» What is asked
Reproduce word for word the part of the JSONL parser documentation from "for await (const" to "and schema compliance.".

» Text to read
Async Iterator Usage

import { Readable } from 'node:stream'

const parser = new JSONLParse({
  cast: true,
  on_record: record => record.priority === 'high' ? record : null
})

const readable = Readable.from(createReadStream('data.jsonl').pipe(parser))

for await (const obj of readable) {
  console.log('High priority object:', obj)
  await processHighPriorityObject(obj)
}

JSONL Validator

JSONLParse includes a comprehensive validator for ensuring JSONL file integrity and schema compliance.

JSONLValidator - Validate JSONL Files

Validate JSONL files with comprehensive error reporting and optional schema validation.

import { createReadStream } from 'node:fs'
import { JSONLValidator } from 'jsonl-parse'

const validator = new JSONLValidator({
  strictMode: true,
  schema: {
    type: 'object',
    required: ['id', 'name'],
    properties: {
      id: { type: 'number', minimum: 1 },
      name: { type: 'string', minLength: 1 },
      email: { type: 'string', pattern: /^[^\s@]+@[^\s@][^\s.@]*\.[^\s@]+$/ }
    }
  }
})

createReadStream('data.jsonl')
  .pipe(validator)
  .on('data', (result) => {
    const validation = JSON.parse(result.toString())
    console.log(`Valid: ${validation.valid}`)
    console.log(`Total lines: ${validation.totalLines}`)
    console.log(`Valid lines: ${validation.validLines}`)
    console.log(`Invalid lines: ${validation.invalidLines}`)

    if (validation.errors.length > 0) {
      console.log('Errors:', validation.errors)
    }
  })

JSONLValidatorOptions

Option Type Default Description
encoding BufferEncoding 'utf8' Text encoding
maxLineLength number 1048576 Maximum line length (1MB)
maxObjects number Infinity Maximum objects to validate
strictMode boolean false Strict validation (no whitespace, newlines)
allowEmptyLines boolean true Allow empty lines
schema JSONLSchema null JSON schema for validation

JSONLSchema Interface

interface JSONLSchema {
  type?: 'object' | 'array' | 'string' | 'number' | 'boolean' | 'null'
  required?: string[] // Required object properties
  properties?: Record<string, JSONLSchema> // Object property schemas
  items?: JSONLSchema // Array item schema
  minLength?: number // Minimum string/array length
  maxLength?: number // Maximum string/array length
  pattern?: RegExp // String pattern matching
  minimum?: number // Minimum numeric value
  maximum?: number // Maximum numeric value
  enum?: any[] // Allowed values
}

ValidationResult Interface

interface ValidationResult {
  valid: boolean // Overall validation result
  errors: ValidationError[] // List of validation errors
  totalLines: number // Total lines processed
  validLines: number // Number of valid lines
  invalidLines: number // Number of invalid lines
}

interface ValidationError {
  line: number // Line number (1-based)

» Record list
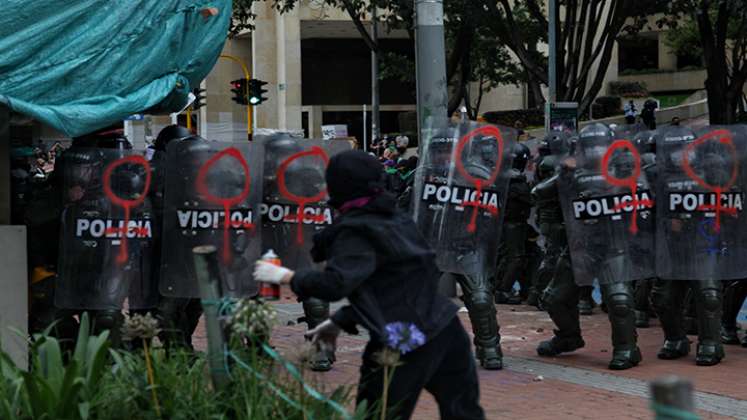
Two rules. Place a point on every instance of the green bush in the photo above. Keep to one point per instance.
(629, 89)
(606, 106)
(529, 117)
(96, 382)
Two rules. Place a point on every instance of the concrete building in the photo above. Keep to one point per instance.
(318, 69)
(318, 72)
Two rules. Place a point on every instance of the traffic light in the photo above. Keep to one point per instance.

» Written answer
for await (const obj of readable) {
  console.log('High priority object:', obj)
  await processHighPriorityObject(obj)
}

JSONL Validator

JSONLParse includes a comprehensive validator for ensuring JSONL file integrity and schema compliance.